- Extrait choisi
______

Après Le Caire confidentiel qui dénonçait une police militaire égyptienne aux ordres du politique, Tarik Saleh met la religion au cœur de La Conspiration du Caire, prix du scénario au Festival de Cannes, sur les écrans mercredi 26 octobre. Nous avons rencontré le cinéaste égyptien à Paris : dans ses propos, recueillis chez Momento, producteur et distributeur du film, il définit une exception musulmane égyptienne, et celle de l’Université islamique Al-Azhar où se déroule l’action. Persona non grata en Egypte, et alors que l’Iran connaît un soulèvement historique contre les mollahs en Iran, Tarik Saleh s’avère visionnaire et positif.
FranceInfo Culture : Avec « Le Caire confidentiel » (2016), vous réalisiez un film sur les rapports entre la police, la politique et la religion. Dans « La Conspiration du Caire », il s’agit de la justice, du politique et du religieux. Pensiez-vous réaliser un diptyque, et avez-vous en tête un troisième film à venir, qui bouclerait un triptyque sur la société égyptienne ?
Tarik Saleh : A chacun de mes films, je le réalise comme si c’était le dernier. Quand vous faites un film, il faut qu’il ne ressemble pas à ce qui a déjà été fait. Avec La Conspiration du Caire, c’était pour moi le dernier. Et puis je me suis mis à écrire. J’écris toujours trois scénarios en parallèle qui se complètent les uns les autres, pour n’en faire finalement plus qu’un, avec trois histoires à l’intérieur. J’y choisis ce qui correspond à un moment de ma vie. L’un d’eux, après La Conspiration du Caire, était en effet le deuxième film du dyptique que vous évoquez, mais les autres prenaient d’autres directions.

______

- Consignes
1) Imprimez, dans l'entretien avec Tarik Saleh, tout ce qui va de « FranceInfo Culture : Avec » jusqu'à « société égyptienne ? ».
2) Poursuivez l'entretien avec Tarik Saleh à partir de sa dernière phrase.

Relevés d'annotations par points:
______

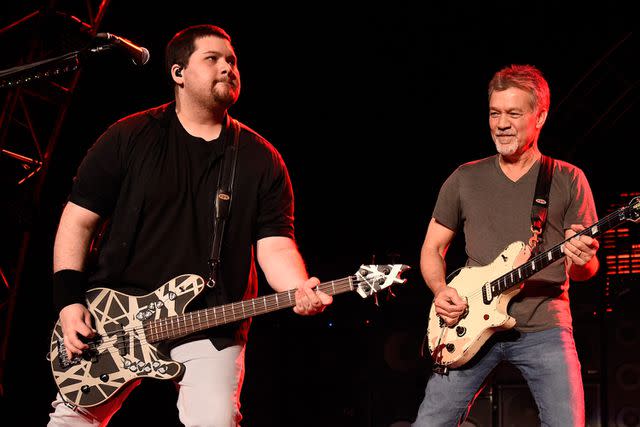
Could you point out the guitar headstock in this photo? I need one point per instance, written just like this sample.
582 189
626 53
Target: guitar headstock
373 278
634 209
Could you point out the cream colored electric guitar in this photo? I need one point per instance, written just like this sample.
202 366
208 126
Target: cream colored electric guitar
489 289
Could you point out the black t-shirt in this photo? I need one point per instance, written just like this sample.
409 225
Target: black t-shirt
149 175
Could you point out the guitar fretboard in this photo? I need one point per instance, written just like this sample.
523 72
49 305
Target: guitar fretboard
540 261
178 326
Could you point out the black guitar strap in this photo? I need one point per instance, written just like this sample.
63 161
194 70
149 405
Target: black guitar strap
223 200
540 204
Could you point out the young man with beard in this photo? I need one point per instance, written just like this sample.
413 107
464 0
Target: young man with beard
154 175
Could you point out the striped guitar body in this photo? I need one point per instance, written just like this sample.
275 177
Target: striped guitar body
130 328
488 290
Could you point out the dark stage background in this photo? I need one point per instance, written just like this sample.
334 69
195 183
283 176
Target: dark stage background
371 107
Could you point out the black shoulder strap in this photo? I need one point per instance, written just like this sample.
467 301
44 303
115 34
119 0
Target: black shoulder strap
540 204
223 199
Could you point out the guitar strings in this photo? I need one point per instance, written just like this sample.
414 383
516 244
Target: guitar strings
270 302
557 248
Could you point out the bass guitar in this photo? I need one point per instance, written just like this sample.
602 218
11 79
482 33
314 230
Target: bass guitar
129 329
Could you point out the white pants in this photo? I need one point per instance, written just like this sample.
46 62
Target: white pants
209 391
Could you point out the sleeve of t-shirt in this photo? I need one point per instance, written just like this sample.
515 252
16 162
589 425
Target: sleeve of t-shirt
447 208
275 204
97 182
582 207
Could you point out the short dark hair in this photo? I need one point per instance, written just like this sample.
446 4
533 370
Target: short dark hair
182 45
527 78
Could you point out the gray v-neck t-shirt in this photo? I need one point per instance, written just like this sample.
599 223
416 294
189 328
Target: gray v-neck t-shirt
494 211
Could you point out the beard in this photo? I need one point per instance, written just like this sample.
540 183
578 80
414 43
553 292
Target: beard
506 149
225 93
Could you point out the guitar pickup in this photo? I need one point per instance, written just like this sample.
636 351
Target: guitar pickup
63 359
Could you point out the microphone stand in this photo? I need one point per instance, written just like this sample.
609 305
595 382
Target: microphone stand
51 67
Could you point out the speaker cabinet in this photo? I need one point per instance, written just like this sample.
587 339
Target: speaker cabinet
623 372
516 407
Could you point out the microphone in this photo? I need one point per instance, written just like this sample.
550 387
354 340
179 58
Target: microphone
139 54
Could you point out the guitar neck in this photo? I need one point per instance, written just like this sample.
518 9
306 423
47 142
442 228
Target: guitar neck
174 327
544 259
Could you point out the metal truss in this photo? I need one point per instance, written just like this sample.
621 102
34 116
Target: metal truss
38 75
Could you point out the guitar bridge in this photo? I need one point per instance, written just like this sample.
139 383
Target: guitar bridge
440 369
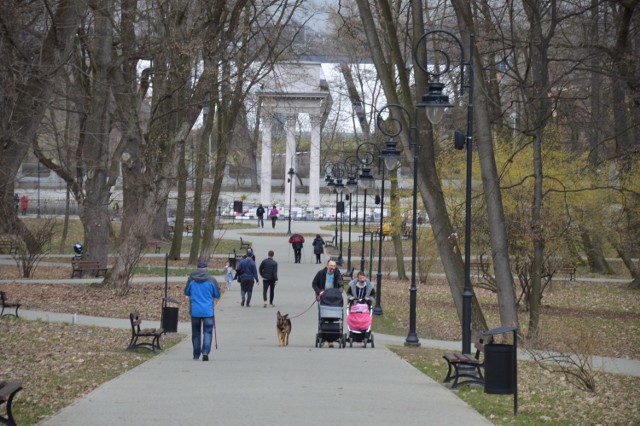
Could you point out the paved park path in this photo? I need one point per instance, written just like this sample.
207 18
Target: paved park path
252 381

______

- Réponses fournies
1)
FranceInfo Culture : Avec « Le Caire confidentiel » (2016), vous réalisiez un film sur les rapports entre la police, la politique et la religion. Dans « La Conspiration du Caire », il s’agit de la justice, du politique et du religieux. Pensiez-vous réaliser un diptyque, et avez-vous en tête un troisième film à venir, qui bouclerait un triptyque sur la société égyptienne ?

2)
Il est toutefois certain qu’évoquer une société donnée par les différents centres qui la régissent est un des moyens d’en être le plus proche. Dans Le Caire confidentiel, ce que je voulais démontrer, c’est que la police, en Egypte, c’est l’armée. Quand il y a eu la révolution de 2011, c’était contre la police que le peuple s’était soulevé. Mais après le coup d’Etat de 2013, le problème est devenu celui du rapport entre la religion et l’Etat. Il y a désormais après la police et l’armée, la religion qui occupe une grande place en Egypte.
Où avez-vous tourné puisqu’il vous est interdit de séjourner en Egypte, et avez-vous rencontré des difficultés ?
J’ai tourné à Istanbul, sans aucun problème, hormis le fait que Sissi [le président égyptien Abdel Fattah al-Sissi] et Erdogan [le président turc Recep Tayyip Erdoğan] ne s’aiment pas beaucoup.
Alors que les Iraniens se soulèvent en ce moment en Iran contre la dictature islamique, y a-t-il un parallèle entre le pouvoir religieux exercé en Iran et la place de l’Islam en Egypte ?
Non, c’est totalement opposé. L’Iran est dirigé par les Mollahs et les Ayatollahs, alors que l’Egypte est dirigé par l’armée. C’est une différence énorme, mais il y a des ressemblances entre nous : les Iraniens, les Iraniennes et la religion sont dans nos deux pays très puissants. C’est pourquoi la religion a toujours tenté de contrôler le peuple. L’Iran a eu une femme ministre de la Santé. Même une théocratie dictatoriale peut avoir des femmes au pouvoir. Ce n’est pas comme en Arabie saoudite où une femme ne peut pas conduire une voiture. La différence avec l’Egypte, c’est qu’en Iran, ce sont les religieux qui veulent s’imposer au peuple, alors qu’en Egypte, c’est le peuple qui demande plus de religion. Le pouvoir égyptien tente donc d’en freiner l’influence.
Même si l’Egypte n’est pas l’Iran, quel regard portez-vous sur ce soulèvement historique ?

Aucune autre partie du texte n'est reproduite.